_Required work_
(a) In the article on obesity and COVID-19, what body mass index defines a person as obese?
(b) Summarize the article on obesity and COVID-19 in two sentences.

_Selected passage_
##############################
Your Waistline and COVID

The connection between obesity and a severe COVID infection.

You’ve known for a long time that weight loss should be your priority, but life has kept you too busy to commit to the process. If the health of your heart, lungs, liver, kidneys, and joints wasn’t enough to motivate you to eat right and exercise, then maybe the increased risk of a severe, life-threatening virus like COVID-19 will do the trick.

The new coronavirus is mainly a respiratory illness affecting the lungs, so those with lung conditions are more likely to develop severe symptoms. But the high risk category also includes people who are over age 65 or have heart disease, diabetes, cancer, blood disorders, liver or kidney disease, a weak immune system, or are overweight.

Across the globe, an estimated 10 percent of people are considered obese, a term to define those whose body mass index is 30 or greater. Are you one of them? If so, here are a few ways obesity could land you in the ICU and why you need to get serious about the future of your health.

Breathing Difficulties

Being infected with COVID-19 can cause damage to the lungs. In some cases, pneumonia develops. When this happens, the lungs may become filled with fluid and inflamed, leading to shortness of breath and a cough. Eventually, acute respiratory distress syndrome may set in, causing even more trouble breathing and the need for ventilation.

Even without COVID, overweight people often have difficulty breathing, becoming short of breath with mild exertion. Pile on a respiratory infection, and breathing only becomes worse. As you would expect, severe infection can really take its toll on an obese person’s ability to breathe.

Because of this, it’s not surprising that studies find it takes obese people much longer to recover from a serious COVID-19 infection. This could mean long-term or lasting damage to lung tissue.

Care Challenges

Obesity poses unique healthcare challenges. It can be more difficult to intubate obese COVID patients on a ventilator compared to their lean peers. Because of the limited size of testing machines, it can be tricky to get accurate imaging during diagnostic tests, slowing down the diagnostic process and postponing treatment. Additionally, healthcare staff have more trouble positioning and transporting obese patients, which slows down every aspect of care.
##############################
_Stored data_
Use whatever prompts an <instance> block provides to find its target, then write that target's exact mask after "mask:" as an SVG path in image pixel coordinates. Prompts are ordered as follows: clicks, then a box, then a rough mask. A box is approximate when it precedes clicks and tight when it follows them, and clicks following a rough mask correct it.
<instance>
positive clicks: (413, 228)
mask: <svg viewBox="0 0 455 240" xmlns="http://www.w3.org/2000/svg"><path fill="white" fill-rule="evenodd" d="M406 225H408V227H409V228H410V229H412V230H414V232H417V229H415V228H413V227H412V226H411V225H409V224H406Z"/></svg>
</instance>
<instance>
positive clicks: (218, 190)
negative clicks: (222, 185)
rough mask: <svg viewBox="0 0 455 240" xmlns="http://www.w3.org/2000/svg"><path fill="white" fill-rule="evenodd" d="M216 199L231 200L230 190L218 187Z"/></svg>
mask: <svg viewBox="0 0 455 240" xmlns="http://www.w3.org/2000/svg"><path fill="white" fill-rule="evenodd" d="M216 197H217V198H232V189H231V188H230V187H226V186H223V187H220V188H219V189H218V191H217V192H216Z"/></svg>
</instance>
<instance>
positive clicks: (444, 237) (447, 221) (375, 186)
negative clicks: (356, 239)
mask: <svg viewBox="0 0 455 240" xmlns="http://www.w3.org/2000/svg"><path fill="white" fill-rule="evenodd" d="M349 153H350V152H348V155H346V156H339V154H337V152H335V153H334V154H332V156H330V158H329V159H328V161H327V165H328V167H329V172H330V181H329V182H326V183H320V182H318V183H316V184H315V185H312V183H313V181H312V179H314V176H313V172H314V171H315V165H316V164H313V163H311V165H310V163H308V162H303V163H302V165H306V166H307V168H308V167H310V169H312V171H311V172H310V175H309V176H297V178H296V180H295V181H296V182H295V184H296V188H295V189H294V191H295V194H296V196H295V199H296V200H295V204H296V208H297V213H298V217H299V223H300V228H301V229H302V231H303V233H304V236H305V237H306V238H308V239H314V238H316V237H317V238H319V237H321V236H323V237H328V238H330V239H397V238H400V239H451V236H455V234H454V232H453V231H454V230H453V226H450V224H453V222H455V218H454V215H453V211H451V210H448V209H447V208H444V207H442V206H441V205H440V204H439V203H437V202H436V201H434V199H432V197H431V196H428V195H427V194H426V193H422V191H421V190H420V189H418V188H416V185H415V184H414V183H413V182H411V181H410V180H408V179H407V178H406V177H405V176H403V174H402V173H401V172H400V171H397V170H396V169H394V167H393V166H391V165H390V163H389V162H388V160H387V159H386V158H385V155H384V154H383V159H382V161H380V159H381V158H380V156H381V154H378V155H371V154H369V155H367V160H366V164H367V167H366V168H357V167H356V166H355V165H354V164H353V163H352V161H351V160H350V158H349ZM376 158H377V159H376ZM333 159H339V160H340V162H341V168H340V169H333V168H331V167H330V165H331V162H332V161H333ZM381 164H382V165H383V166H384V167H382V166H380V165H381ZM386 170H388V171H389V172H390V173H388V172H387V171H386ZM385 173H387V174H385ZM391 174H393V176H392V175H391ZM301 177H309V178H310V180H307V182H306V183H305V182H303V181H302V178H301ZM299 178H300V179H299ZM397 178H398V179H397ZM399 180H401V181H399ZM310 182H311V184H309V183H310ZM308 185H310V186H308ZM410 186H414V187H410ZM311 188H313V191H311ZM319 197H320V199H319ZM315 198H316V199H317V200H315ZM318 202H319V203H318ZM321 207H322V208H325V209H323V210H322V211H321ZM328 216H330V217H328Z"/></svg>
##############################
_Responses in order_
(a) A body mass index of 30 or greater.

(b) Being overweight puts people in the high-risk category for severe COVID-19, a respiratory illness that can damage the lungs and lead to pneumonia and acute respiratory distress syndrome. Obese people often already have trouble breathing, take much longer to recover from a serious infection, and are harder to intubate, image, position and transport, which slows every aspect of their care.